START Available records

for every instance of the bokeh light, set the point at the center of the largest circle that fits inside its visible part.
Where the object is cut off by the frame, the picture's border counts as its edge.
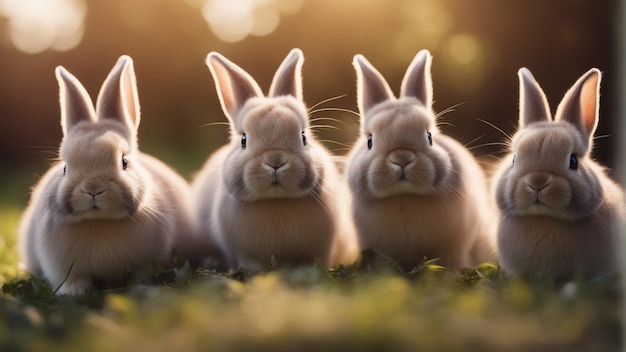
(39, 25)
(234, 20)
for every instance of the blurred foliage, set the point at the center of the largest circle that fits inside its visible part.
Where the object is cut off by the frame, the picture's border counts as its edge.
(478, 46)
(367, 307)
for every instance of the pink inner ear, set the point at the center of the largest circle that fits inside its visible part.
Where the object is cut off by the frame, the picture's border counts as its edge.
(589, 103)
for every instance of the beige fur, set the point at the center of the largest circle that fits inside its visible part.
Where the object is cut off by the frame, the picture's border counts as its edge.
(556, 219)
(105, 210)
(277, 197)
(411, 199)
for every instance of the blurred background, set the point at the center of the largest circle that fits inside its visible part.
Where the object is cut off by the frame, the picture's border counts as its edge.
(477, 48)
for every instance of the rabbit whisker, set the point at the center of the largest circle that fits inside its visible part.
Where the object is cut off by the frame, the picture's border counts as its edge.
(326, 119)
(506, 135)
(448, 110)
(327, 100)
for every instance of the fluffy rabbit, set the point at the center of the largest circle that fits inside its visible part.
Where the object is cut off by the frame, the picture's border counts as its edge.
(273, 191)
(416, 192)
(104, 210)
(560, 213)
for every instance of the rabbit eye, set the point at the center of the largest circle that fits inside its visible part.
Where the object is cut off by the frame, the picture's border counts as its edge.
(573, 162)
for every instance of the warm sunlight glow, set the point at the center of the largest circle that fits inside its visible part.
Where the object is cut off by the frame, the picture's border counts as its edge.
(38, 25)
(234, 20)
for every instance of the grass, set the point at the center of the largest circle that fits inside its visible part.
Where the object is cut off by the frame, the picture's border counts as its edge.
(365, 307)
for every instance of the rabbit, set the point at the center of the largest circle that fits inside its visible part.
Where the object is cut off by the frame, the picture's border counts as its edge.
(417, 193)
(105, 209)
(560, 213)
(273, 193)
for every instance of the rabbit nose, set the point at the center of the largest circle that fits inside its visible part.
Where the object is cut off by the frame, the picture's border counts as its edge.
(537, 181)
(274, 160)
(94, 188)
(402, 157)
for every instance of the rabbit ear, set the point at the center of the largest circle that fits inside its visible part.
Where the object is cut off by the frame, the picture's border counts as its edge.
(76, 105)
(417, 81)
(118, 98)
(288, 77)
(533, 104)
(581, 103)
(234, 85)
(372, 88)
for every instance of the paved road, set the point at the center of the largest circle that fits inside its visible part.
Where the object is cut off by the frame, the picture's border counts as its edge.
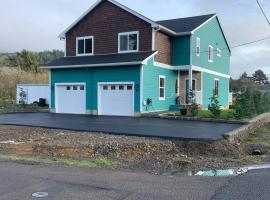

END Available records

Problem ▸ When copying the listing, skip the pictures and keep each line exactly as written.

Task answer ▸
for every instance of the bokeh light, set the point at the center of the largest circle that fits inside its visible part.
Where the object is cut off by the frame, the picture's border counts as its edge.
(39, 25)
(234, 20)
for every instance of the blurred foliage, set the point at the center of the largest circle that fits inside its visible part.
Where the object is cut off by the frame, the picture's border counts as its edge.
(478, 46)
(367, 307)
for every instance of the pink inner ear, set the point at the center of the largest circle that fits inside its visible part.
Where the object is cut off by the frame, the picture's border counts as its edge.
(589, 103)
for every instance of the beige fur, set the point at the center of the largest circle that fits inside its visible part.
Where the object is cut off by the frame, the picture's border counts as its edge.
(556, 219)
(105, 210)
(277, 197)
(411, 199)
for every instance of the blurred background, set the point at the center of the largest circle that fits inside its visible part.
Where the object is cut off by the frame, the picture's border counts as its edge.
(477, 48)
for every instance of the rabbit whisker, set the point at the center of the largest circle that fits inside its visible part.
Where the object is cut off by the frame, the picture's border counts as its edge.
(326, 119)
(506, 135)
(448, 110)
(327, 100)
for every instance of the fluffy rabbit, set the point at the center of the largest circle that fits inside its visible part.
Where the object is cut off by the frame, the picture's border counts as its edge.
(273, 191)
(416, 192)
(104, 210)
(560, 213)
for every instance of the rabbit eye, set the point at the center of the largest circle that fits inside its visible part.
Where the object is cut off by the frame, the picture's border counts as its edge.
(573, 162)
for every instance of the warm sunlight glow, set the point at the center of the largest circle that fits inside its visible part.
Where the object is cut off by the frame, the picture's border counts as its edge.
(38, 25)
(234, 20)
for every instance of the grass, set the point at the center of the largest circle that fits inside its visible part.
Where the object is cut off by the frame, the picture's border counts as its edge.
(365, 307)
for every instance of the rabbit, set the point at the center of the largest circle that fits inside its visible part.
Where the object is cut off by the frame, the picture's border counts as its edge.
(417, 193)
(105, 209)
(560, 213)
(273, 193)
for every instance of the rabbit nose, set the point at the center of the largest circle that fits inside its visible part.
Where the object is cut off by the frame, the picture's border counts as its edge.
(537, 181)
(274, 160)
(94, 188)
(402, 157)
for every instance of the rabbit ear, set the point at the center of the largest circle that fits inside its visible part.
Where the object is cut off by the frame, the picture's border counts as its edge.
(76, 105)
(417, 81)
(118, 98)
(288, 77)
(533, 104)
(581, 103)
(234, 85)
(372, 88)
for every instance of the paved road, set the point at the center of the largest circle that fits inside its visible part.
Where the object is cut off by the frame, the picture's border counts as its edge.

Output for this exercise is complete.